▸ WORK TO COMPLETE
(a) Condense the paragraph of the S3 error-code thread that begins "I tried to use http_404" into two shorter sentences, keeping its main facts.
(b) Extend the S3 error-code thread with one more reply that follows its final comment.

#### SELECTED PASSAGE

I agree with most of those codes, but 400 is going to be tough on my end. In {targets}, I need to be able to check if an object exists. If it genuinely doesn't exist, I do not want to spend any time retrying.

wlandau avatar Aug 24 '23 21:08 wlandau

Aye http 400 is going to be a pain. I will take sometime looking at how to implement this after I finish the paws.common 0.6.0 cran release.

Side note (you probably have already implemented): If you are checking if an object exists in S3 then I believe http 404 is the correct error code:

https://docs.aws.amazon.com/AmazonS3/latest/API/ErrorResponses.html

I take this approach for the s3fs r implementation: https://github.com/DyfanJones/s3fs/blob/main/R/s3filesystem_class.R#L420

DyfanJones avatar Aug 24 '23 21:08 DyfanJones

I tried to use http_404, but then I got spurious HTTP 400 errors in some of my tests. For example, if I want to check if a version of of an object exists in a versioned bucket, the error code is unfortunately 400, not 404 (a serialization error).

########
#### DATA PROVIDED

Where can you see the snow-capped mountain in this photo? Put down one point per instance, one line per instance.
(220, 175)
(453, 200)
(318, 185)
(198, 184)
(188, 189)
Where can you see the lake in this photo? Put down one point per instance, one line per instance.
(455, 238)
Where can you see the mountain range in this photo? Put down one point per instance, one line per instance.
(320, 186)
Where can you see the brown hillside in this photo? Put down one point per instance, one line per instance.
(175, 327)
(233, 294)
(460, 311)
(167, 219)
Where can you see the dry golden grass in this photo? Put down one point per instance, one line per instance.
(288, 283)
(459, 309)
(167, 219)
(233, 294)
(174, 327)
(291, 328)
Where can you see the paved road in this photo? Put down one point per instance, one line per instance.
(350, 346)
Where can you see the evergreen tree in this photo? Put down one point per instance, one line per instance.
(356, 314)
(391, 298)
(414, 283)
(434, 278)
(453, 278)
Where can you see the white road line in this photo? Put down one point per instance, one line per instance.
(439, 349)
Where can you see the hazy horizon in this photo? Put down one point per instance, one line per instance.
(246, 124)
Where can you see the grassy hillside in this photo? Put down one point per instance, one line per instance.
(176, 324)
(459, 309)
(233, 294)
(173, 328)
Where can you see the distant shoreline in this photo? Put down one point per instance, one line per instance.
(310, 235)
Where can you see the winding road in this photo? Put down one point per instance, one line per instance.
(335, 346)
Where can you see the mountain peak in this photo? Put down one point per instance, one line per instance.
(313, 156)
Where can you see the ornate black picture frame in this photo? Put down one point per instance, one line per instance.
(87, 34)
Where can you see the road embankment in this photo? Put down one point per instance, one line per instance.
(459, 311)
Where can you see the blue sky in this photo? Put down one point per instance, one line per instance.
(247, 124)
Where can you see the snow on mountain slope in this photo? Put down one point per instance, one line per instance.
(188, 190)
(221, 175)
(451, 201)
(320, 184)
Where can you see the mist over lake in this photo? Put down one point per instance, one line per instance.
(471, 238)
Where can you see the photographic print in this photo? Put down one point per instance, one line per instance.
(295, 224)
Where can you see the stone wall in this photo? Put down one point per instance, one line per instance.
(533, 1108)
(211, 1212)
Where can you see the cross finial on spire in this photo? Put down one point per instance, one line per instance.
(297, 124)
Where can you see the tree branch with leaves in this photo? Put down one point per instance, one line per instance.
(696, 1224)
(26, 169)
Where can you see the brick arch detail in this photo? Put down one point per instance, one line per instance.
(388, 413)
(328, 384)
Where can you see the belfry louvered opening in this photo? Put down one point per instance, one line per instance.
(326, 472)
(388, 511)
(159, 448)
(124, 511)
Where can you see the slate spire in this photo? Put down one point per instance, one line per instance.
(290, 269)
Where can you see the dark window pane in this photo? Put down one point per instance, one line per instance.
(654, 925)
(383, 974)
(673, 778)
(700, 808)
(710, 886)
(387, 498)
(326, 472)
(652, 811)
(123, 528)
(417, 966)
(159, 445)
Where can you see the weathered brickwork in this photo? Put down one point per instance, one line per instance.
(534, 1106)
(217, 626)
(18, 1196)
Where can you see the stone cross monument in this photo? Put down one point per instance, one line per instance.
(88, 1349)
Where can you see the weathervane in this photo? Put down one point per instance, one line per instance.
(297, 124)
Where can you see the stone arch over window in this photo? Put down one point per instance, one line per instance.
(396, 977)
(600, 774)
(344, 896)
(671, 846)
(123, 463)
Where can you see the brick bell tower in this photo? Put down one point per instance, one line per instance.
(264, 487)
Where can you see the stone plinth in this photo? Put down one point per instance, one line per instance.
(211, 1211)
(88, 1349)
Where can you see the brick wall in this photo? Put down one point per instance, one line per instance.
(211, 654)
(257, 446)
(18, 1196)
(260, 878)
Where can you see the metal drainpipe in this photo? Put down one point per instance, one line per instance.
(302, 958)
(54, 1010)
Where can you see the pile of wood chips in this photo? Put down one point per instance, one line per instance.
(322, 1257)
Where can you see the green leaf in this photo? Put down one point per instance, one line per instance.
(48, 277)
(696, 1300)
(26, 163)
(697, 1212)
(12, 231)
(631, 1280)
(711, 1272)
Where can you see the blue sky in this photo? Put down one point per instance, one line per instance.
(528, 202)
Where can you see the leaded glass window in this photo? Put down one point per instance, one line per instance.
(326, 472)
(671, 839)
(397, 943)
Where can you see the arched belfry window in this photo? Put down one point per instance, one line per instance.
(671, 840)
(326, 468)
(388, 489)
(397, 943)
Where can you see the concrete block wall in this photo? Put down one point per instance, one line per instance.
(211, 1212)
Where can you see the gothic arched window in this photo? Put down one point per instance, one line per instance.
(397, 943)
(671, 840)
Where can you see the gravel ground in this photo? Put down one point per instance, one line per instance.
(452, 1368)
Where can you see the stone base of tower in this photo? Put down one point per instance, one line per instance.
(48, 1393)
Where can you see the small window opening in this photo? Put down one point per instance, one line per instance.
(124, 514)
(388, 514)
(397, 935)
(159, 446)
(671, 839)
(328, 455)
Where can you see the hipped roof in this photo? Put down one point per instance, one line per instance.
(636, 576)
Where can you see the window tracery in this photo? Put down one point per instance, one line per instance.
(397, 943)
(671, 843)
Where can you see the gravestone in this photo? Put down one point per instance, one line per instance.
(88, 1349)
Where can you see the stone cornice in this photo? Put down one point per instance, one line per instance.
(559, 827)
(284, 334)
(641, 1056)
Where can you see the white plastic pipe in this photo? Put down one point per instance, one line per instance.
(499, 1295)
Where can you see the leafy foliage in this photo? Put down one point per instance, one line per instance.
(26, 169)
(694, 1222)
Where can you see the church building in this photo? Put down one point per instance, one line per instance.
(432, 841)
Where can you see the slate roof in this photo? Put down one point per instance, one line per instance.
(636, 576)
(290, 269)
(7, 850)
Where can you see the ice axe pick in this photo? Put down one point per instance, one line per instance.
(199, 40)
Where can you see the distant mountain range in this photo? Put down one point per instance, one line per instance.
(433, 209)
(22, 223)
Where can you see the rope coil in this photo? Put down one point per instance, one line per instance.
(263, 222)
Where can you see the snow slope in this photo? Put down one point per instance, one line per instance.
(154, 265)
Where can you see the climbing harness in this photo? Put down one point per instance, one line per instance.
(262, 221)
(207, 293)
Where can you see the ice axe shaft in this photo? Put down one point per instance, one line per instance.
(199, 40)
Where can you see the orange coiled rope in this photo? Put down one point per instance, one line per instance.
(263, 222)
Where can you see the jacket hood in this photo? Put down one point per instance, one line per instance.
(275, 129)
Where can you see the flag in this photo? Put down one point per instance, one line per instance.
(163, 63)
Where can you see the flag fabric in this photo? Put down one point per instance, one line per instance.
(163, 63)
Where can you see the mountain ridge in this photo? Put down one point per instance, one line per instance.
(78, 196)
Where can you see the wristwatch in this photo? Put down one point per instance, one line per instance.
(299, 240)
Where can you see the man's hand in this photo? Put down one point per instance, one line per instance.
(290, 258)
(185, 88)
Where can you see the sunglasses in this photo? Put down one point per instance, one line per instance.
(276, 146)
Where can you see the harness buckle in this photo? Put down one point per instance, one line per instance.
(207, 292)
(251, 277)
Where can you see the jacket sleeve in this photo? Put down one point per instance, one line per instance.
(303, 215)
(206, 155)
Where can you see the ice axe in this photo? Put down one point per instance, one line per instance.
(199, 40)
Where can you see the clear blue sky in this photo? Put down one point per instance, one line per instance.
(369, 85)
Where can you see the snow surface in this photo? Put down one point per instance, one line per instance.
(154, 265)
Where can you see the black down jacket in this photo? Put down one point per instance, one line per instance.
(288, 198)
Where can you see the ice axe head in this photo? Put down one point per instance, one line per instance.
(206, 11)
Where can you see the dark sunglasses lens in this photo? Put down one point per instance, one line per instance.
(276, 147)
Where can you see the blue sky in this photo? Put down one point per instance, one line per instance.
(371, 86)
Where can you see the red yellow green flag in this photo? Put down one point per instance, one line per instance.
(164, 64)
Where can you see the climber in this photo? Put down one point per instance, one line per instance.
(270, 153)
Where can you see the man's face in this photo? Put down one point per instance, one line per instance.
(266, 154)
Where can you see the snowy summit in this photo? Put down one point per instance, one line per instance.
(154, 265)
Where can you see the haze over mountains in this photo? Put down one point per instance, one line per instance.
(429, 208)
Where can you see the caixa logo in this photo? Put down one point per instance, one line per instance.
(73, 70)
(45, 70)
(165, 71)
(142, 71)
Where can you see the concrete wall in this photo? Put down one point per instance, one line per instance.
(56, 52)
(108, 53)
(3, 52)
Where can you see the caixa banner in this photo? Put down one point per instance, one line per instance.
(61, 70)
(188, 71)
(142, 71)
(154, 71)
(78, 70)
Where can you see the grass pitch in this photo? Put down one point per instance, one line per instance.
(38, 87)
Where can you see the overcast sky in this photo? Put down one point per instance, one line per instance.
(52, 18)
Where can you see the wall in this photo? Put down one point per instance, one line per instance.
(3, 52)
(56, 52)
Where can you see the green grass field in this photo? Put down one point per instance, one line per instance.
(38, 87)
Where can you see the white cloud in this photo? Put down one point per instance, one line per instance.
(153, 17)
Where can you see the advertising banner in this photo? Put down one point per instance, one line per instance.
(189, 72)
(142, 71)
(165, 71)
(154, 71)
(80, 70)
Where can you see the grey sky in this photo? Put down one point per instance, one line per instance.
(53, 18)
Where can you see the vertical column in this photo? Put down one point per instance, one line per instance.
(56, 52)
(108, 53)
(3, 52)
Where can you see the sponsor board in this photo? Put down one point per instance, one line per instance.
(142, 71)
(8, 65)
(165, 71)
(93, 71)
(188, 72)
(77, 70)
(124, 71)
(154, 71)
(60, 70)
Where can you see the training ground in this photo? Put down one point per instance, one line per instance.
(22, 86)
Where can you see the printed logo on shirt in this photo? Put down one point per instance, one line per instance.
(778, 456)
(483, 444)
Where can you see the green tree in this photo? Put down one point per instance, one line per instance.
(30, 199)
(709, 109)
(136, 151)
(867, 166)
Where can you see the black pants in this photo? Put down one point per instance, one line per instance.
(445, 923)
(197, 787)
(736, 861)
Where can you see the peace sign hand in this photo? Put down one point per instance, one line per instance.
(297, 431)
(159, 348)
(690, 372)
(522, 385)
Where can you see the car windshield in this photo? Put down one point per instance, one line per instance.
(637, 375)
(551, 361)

########

▸ ANSWERS PROVIDED
(a) Switching to http_404 caused spurious HTTP 400 errors in some tests. For example, checking whether a version of an object exists in a versioned bucket returns a 400 serialization error rather than a 404.

(b)
wlandau avatar Aug 24 '23 22:08 wlandau

I might be going crazy but I believe this "should" be fairly easy to implement.

I have raised draft PR: https://github.com/paws-r/paws/pull/660

Currently it implements the standard retry mode described in: https://github.com/boto/boto3/blob/0b82bf9843ad6d350b48442c47f4a484a886ee3f/docs/source/guide/retries.rst#standard-retry-mode

remotes::install_github("dyfanjones/paws/paws.common", ref = "native_retry")

By default the max retries are 3. @wlandau please feel free to try it out, I am keen to get any feedback so I can squeeze this in the next paws.common release.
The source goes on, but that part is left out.